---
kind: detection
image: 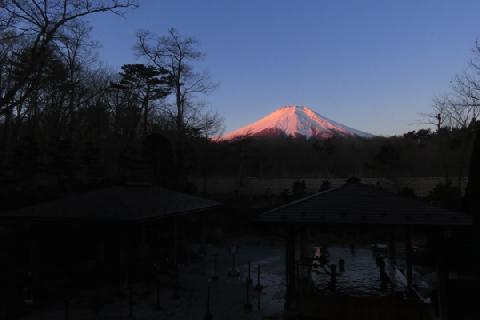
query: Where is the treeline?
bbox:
[0,0,222,207]
[195,128,473,183]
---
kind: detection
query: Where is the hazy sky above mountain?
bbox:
[91,0,480,135]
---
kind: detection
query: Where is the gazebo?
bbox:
[0,185,220,316]
[258,182,472,319]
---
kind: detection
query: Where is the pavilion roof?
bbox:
[258,183,472,226]
[0,186,220,222]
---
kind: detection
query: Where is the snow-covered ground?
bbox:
[17,237,432,320]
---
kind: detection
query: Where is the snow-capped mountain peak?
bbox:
[224,106,373,140]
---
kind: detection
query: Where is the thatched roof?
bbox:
[258,183,472,226]
[0,186,220,221]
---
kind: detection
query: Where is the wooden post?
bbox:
[405,226,413,293]
[285,229,296,311]
[203,286,213,320]
[247,260,252,284]
[436,230,448,320]
[173,217,178,269]
[212,254,218,281]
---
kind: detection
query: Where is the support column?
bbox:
[436,230,448,320]
[285,229,296,311]
[405,226,413,293]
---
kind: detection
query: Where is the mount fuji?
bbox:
[223,106,373,140]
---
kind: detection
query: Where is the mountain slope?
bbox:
[224,106,373,140]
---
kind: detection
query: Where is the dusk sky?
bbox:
[91,0,480,135]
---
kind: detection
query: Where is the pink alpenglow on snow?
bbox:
[223,106,373,140]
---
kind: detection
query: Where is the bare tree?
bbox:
[0,0,137,115]
[135,28,215,136]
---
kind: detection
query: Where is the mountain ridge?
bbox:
[223,105,373,140]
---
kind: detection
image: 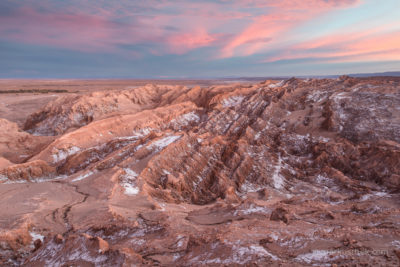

Exercise objective:
Print every one of the records above word for word, and leave the pictures out.

Solution:
---
kind: detection
image: 
query: Where is the treeline?
bbox:
[0,0,222,207]
[195,128,473,183]
---
kind: detection
query: Where is the hazy sky above mountain?
bbox:
[91,0,480,135]
---
kind: detection
query: Where is the gazebo?
bbox:
[0,185,220,316]
[258,182,472,319]
---
kind: detection
query: Where is the pavilion roof?
bbox:
[258,183,472,226]
[0,186,220,222]
---
kind: detection
query: Where is the snow-covered ground?
bbox:
[17,237,432,320]
---
kind: detection
query: Where is the snow-capped mountain peak?
bbox:
[224,106,373,140]
---
kind: detection
query: Where is the thatched roof?
bbox:
[258,183,472,226]
[0,186,220,221]
---
kind: detection
query: Where is the wooden post?
bbox:
[405,226,413,293]
[285,229,296,311]
[203,286,213,320]
[247,260,252,284]
[436,230,448,320]
[173,217,178,269]
[212,254,218,281]
---
kind: detection
query: Where is the support column?
bbox:
[436,230,448,320]
[285,229,296,311]
[405,226,413,293]
---
kind: detection
query: Where is the mount fuji?
bbox:
[223,106,373,140]
---
kind: detection
query: Where is the mountain slope?
bbox:
[224,106,373,140]
---
kind: detection
query: Where is the dusk sky?
bbox:
[91,0,480,135]
---
kind: detection
query: Where is the pink alpenglow on snow?
bbox:
[223,106,373,140]
---
kind: detection
query: Where is the bare tree?
bbox:
[0,0,137,115]
[135,28,215,136]
---
kind: detection
query: Where is the mountain ridge?
bbox:
[223,105,373,140]
---
kind: detection
image: 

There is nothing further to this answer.